RECORDS SUPPLIED:
• • • • •

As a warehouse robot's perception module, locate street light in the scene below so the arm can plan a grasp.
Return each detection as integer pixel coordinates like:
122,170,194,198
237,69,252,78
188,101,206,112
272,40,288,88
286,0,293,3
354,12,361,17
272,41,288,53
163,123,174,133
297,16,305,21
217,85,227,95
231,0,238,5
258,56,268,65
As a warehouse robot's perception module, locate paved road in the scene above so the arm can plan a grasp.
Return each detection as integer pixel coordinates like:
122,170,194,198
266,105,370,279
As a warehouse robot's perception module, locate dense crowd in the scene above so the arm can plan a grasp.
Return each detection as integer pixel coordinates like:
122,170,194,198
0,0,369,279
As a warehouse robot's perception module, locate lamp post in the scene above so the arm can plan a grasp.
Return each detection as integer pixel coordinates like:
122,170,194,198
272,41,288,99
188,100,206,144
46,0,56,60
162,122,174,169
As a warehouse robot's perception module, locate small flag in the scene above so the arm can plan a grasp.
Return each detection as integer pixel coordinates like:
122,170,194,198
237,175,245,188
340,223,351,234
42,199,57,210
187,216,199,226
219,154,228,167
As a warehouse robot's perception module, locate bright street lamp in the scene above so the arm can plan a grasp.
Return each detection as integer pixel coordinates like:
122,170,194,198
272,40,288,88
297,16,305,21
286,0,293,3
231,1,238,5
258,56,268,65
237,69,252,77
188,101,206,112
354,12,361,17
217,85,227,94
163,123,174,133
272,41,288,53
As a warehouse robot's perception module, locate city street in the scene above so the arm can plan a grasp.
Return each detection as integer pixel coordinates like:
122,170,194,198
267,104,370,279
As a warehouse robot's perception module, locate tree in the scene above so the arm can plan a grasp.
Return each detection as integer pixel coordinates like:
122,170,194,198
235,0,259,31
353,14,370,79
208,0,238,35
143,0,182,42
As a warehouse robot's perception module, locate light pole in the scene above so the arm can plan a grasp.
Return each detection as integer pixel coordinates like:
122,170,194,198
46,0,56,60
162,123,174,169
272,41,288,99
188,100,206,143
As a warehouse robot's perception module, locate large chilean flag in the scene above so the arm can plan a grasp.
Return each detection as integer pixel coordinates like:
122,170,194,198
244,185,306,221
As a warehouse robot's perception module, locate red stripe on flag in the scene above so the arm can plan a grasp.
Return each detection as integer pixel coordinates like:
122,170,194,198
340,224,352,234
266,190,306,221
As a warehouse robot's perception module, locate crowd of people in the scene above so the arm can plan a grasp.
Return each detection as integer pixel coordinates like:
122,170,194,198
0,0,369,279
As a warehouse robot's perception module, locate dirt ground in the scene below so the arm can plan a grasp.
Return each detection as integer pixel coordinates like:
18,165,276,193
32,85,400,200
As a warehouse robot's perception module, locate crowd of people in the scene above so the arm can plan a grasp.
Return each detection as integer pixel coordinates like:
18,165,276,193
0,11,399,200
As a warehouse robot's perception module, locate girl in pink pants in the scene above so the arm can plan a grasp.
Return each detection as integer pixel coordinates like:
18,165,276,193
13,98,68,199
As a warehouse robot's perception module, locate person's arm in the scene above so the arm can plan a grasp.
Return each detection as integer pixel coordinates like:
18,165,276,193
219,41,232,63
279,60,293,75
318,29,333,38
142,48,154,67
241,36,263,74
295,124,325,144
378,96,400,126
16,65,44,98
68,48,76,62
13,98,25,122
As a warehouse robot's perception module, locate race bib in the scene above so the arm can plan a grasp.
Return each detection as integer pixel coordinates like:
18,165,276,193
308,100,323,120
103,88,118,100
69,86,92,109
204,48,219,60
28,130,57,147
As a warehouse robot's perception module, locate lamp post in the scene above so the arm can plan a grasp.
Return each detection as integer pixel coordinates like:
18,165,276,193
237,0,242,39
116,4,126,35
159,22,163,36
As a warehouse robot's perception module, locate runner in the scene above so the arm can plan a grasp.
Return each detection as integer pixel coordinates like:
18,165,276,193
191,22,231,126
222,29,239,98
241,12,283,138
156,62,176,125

• • • • •

Scan the records for the string "below" and show every line that contains it.

EXPECTED ANSWER:
As a warehouse robot's perception module, locate street light in the scene below so the arm can plan a grasp.
As a warehouse robot's perception module, locate dirt ground in the scene below so the arm can plan a grasp.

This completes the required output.